For the records below, output each line exactly as it appears, from the first through the line with "the red fire".
--- Data for the task ---
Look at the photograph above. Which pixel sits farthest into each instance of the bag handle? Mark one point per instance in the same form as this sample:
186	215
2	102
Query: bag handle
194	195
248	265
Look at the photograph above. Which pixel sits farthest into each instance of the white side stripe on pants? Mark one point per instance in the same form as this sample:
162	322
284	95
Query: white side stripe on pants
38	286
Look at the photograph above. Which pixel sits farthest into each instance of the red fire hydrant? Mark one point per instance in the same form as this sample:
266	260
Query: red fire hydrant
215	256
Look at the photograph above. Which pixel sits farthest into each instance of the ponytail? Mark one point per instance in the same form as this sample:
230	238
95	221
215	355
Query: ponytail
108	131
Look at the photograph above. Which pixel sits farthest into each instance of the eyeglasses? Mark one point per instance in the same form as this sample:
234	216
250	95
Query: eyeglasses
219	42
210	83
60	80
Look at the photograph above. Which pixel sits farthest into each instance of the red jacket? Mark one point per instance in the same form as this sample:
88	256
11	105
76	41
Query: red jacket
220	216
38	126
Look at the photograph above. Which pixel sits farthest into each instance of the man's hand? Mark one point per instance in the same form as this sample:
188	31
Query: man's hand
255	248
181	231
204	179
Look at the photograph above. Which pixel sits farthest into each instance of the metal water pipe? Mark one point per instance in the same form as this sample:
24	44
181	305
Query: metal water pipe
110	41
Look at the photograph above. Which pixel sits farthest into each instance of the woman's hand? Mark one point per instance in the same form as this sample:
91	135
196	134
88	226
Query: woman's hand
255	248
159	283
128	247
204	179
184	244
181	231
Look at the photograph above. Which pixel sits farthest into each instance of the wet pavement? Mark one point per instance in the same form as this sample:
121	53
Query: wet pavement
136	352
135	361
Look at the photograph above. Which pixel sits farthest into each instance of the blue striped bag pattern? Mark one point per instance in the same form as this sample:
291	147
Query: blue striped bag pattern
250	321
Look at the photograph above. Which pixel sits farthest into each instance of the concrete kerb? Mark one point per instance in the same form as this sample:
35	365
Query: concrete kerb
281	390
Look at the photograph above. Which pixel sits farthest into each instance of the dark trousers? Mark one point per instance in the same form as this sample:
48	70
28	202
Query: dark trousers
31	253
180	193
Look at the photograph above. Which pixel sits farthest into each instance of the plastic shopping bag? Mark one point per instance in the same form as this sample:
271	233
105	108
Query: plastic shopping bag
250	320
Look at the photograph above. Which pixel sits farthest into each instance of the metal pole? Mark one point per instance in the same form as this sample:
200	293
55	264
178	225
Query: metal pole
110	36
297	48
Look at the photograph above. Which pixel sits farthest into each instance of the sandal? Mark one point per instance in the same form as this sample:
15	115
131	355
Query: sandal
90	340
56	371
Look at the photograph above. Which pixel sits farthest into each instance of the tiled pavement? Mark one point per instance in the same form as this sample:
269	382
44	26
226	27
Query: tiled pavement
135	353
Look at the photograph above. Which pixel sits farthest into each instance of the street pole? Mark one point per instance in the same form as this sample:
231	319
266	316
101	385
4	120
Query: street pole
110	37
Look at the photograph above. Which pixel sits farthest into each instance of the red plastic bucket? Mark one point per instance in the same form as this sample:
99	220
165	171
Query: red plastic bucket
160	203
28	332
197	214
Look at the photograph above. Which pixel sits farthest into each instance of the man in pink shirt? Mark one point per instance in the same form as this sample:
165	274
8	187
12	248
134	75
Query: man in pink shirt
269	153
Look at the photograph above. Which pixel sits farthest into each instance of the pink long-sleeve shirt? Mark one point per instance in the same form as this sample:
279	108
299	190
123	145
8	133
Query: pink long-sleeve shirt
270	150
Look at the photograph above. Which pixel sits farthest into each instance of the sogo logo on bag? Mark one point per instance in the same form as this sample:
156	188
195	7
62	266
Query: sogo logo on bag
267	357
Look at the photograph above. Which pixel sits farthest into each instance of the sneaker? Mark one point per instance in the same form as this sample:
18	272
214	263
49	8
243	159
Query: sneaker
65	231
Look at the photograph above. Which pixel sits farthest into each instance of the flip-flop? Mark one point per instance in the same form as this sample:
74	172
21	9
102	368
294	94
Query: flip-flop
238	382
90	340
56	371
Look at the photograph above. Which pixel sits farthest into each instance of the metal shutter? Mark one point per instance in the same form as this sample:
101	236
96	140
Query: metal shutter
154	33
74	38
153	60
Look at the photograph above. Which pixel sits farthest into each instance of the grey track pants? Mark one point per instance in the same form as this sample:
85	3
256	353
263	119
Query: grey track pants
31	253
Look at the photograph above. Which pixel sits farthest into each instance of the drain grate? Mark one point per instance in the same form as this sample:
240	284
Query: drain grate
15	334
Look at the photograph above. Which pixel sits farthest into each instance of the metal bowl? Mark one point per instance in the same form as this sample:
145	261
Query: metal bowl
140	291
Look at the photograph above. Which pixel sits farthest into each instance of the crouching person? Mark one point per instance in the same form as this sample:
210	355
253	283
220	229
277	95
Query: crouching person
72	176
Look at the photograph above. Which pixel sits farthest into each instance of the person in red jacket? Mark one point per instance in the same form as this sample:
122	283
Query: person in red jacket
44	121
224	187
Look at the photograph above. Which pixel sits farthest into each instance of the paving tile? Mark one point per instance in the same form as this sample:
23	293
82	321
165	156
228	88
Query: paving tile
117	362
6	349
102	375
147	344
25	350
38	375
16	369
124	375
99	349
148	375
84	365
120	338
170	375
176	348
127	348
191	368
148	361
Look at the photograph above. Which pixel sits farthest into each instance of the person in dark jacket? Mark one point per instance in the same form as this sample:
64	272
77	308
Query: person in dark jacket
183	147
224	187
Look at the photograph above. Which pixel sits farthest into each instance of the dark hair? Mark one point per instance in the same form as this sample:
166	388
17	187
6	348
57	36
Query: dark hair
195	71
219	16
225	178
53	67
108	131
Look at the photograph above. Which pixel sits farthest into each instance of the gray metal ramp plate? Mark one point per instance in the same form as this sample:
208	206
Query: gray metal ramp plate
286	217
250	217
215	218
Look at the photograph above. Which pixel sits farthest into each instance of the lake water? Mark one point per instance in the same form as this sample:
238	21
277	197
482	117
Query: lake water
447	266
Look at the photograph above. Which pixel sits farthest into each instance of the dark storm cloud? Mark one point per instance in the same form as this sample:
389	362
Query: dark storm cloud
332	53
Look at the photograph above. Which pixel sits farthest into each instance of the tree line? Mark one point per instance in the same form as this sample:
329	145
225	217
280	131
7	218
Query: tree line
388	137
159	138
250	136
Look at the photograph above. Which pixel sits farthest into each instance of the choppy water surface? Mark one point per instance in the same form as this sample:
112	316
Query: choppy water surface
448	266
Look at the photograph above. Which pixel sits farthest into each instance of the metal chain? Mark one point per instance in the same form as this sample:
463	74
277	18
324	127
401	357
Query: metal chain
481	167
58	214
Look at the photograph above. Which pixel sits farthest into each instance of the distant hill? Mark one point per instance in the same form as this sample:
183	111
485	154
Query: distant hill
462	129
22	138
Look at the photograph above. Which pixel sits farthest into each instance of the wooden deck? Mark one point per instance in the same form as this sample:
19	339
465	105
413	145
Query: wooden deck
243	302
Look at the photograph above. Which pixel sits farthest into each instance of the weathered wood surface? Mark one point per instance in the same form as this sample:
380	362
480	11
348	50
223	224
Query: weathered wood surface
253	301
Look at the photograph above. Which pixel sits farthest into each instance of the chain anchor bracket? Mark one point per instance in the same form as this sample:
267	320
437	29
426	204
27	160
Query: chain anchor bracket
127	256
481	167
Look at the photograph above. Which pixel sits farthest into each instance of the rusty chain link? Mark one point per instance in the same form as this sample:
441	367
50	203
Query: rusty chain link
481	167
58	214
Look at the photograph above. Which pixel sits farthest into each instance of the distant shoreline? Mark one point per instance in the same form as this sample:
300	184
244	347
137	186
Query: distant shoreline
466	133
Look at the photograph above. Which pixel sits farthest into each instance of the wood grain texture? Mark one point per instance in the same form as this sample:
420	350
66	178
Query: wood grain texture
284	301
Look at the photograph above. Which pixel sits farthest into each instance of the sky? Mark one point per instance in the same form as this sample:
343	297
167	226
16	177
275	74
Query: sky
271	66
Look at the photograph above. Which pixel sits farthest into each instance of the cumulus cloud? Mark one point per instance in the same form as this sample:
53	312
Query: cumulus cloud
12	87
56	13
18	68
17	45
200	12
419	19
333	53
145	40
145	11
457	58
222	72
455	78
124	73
---
* _Response below_:
Look at the photograph above. Which pixel sits farthest into each instance of the bag handle? Mark one point per instance in the same form as this sample:
186	215
2	102
Query: bag handle
194	195
248	265
Look at the photograph above. Which pixel sits farthest into each instance of the white side stripe on pants? Mark one point per instance in the same form as this sample:
162	322
284	95
Query: white side stripe on pants
38	286
Look at the photograph above. Which pixel sits farthest into each instance of the red fire hydrant? Mark one point per instance in the same form as this sample:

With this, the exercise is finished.